* INPUT RECORDS *

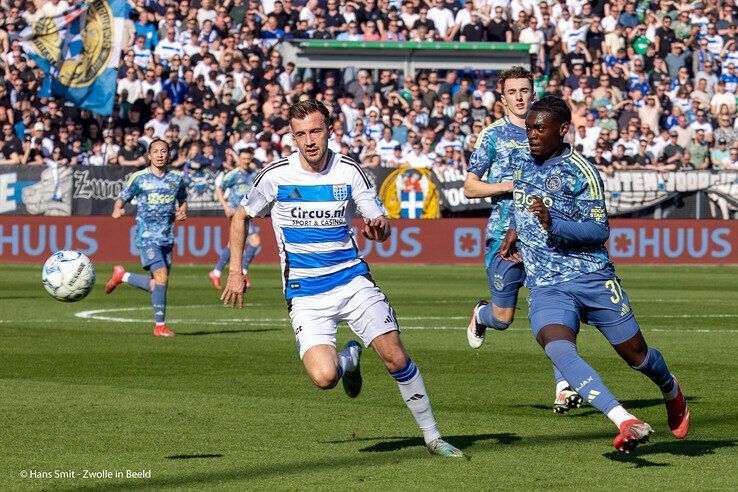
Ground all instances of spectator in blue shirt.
[134,11,159,51]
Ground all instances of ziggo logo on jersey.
[513,190,553,207]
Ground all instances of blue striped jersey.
[512,146,614,287]
[241,151,385,300]
[468,116,531,266]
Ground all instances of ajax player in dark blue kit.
[500,96,690,452]
[464,67,582,414]
[105,139,187,337]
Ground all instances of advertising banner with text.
[0,216,738,265]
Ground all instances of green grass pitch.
[0,265,738,490]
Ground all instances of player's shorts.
[290,276,400,359]
[528,270,640,345]
[487,253,525,308]
[138,244,172,272]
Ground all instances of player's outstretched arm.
[528,196,610,244]
[220,207,250,308]
[174,202,187,221]
[464,172,513,198]
[361,215,392,243]
[110,200,126,219]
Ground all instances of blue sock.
[633,347,674,393]
[151,284,167,324]
[477,304,510,330]
[215,248,231,272]
[128,273,151,292]
[545,340,620,415]
[553,366,566,386]
[241,244,259,270]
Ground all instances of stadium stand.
[0,0,738,173]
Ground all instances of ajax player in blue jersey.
[500,96,689,452]
[208,148,261,290]
[221,100,464,458]
[464,67,582,414]
[105,139,187,337]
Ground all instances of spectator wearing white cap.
[377,126,400,164]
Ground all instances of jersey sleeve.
[239,169,276,217]
[218,172,233,191]
[177,175,187,203]
[118,174,141,203]
[351,164,387,220]
[467,129,497,178]
[548,166,610,244]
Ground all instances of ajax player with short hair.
[464,67,582,414]
[208,148,261,290]
[221,100,463,458]
[500,96,690,452]
[105,139,187,337]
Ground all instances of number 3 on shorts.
[605,279,623,304]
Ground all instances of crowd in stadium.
[0,0,738,173]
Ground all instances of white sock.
[391,360,441,444]
[607,405,637,429]
[338,347,359,372]
[662,382,679,400]
[556,380,569,396]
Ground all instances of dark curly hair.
[530,96,571,123]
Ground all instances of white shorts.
[290,277,400,359]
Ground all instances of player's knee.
[543,340,579,364]
[614,331,648,367]
[152,268,169,285]
[310,369,338,390]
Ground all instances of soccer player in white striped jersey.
[221,100,464,458]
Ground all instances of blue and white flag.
[20,0,125,115]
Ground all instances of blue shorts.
[138,244,172,272]
[528,270,640,345]
[487,253,525,307]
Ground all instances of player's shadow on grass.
[177,328,279,337]
[602,439,738,468]
[167,454,223,460]
[326,433,520,453]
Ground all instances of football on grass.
[41,250,95,302]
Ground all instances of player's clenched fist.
[528,196,551,231]
[361,216,392,243]
[220,273,246,308]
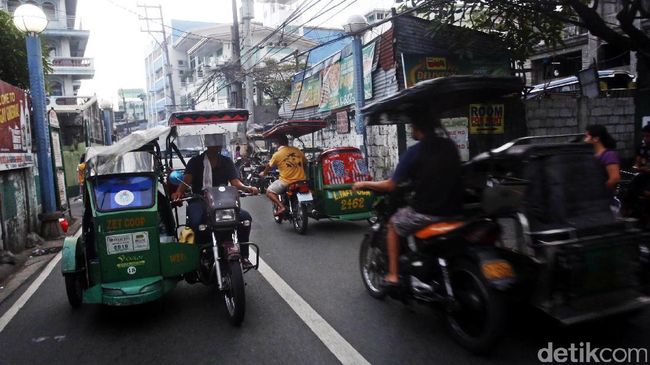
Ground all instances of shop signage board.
[0,81,34,171]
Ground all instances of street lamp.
[343,15,368,159]
[13,4,60,226]
[13,4,62,238]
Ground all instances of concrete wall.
[293,120,399,180]
[526,96,636,159]
[0,168,40,253]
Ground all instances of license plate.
[298,193,314,203]
[106,232,149,255]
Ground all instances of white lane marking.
[0,252,61,332]
[250,250,370,365]
[0,228,81,333]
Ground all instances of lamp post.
[343,15,368,164]
[13,4,62,238]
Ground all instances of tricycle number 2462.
[341,198,366,210]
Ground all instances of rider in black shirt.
[172,134,258,269]
[352,112,463,285]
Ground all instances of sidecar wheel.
[445,260,506,354]
[223,261,246,326]
[65,273,83,308]
[293,199,309,234]
[359,232,388,299]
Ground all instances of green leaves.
[0,10,51,89]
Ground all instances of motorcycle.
[177,182,259,326]
[272,181,314,234]
[359,188,508,353]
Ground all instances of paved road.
[0,197,650,365]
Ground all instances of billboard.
[0,81,34,171]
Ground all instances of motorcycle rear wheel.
[223,261,246,326]
[65,273,83,308]
[271,203,284,224]
[445,260,506,354]
[359,233,388,299]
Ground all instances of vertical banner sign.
[47,109,68,210]
[336,110,350,134]
[440,117,469,161]
[0,81,34,171]
[469,104,504,134]
[361,42,377,100]
[338,56,354,106]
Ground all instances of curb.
[0,220,81,305]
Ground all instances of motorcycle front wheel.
[359,232,388,299]
[271,203,282,224]
[445,260,506,354]
[223,261,246,326]
[291,198,309,234]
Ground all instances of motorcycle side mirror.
[169,170,185,185]
[168,170,192,192]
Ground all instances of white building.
[0,0,98,146]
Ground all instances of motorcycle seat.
[415,221,465,240]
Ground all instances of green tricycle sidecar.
[62,127,198,307]
[263,119,375,233]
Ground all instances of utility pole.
[230,0,244,108]
[242,0,255,133]
[120,89,131,135]
[138,4,176,116]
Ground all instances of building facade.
[526,1,650,84]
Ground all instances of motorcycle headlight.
[214,209,236,223]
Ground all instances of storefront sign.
[336,110,350,134]
[0,81,34,170]
[402,53,510,87]
[440,117,469,161]
[469,104,505,134]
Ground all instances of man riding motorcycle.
[260,135,307,216]
[171,134,258,269]
[352,115,462,287]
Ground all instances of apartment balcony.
[50,57,95,79]
[45,96,97,113]
[153,77,166,92]
[43,16,90,38]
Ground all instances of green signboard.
[402,53,511,87]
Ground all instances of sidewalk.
[0,197,83,303]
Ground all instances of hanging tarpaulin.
[0,81,34,171]
[289,72,321,109]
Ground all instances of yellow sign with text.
[469,104,505,134]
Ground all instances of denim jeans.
[186,200,253,258]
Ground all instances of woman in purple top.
[585,124,621,190]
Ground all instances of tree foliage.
[0,10,51,89]
[0,11,29,89]
[410,0,650,68]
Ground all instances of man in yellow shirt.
[260,135,307,215]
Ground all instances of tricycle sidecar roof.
[168,109,249,136]
[263,119,327,139]
[361,75,524,125]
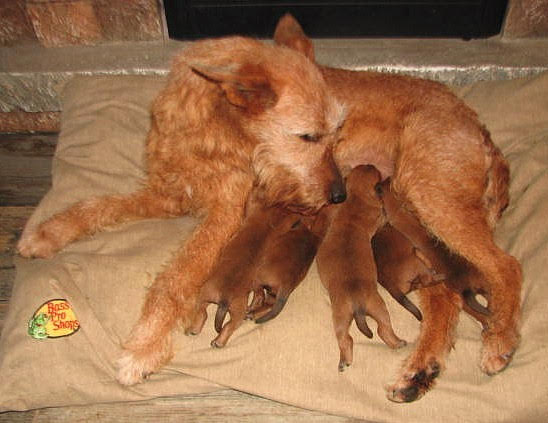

* WHAT THE TASK REQUIRES *
Starting with the line that contains "Ground all instances of woman in purple top." and continuing through the end of the records, format those lines as a numbered list. Leave out blank lines and pictures.

* COMPLETE RESPONSE *
1. Ground all instances of woman in purple top.
2. [585,124,621,190]
3. Ground all instances of tree foliage.
4. [0,10,51,89]
5. [0,11,29,89]
6. [410,0,650,68]
7. Ground all instances of man in yellow shirt.
8. [260,135,307,215]
9. Ground all instances of tricycle sidecar roof.
10. [168,109,249,136]
11. [263,119,327,139]
12. [361,75,524,125]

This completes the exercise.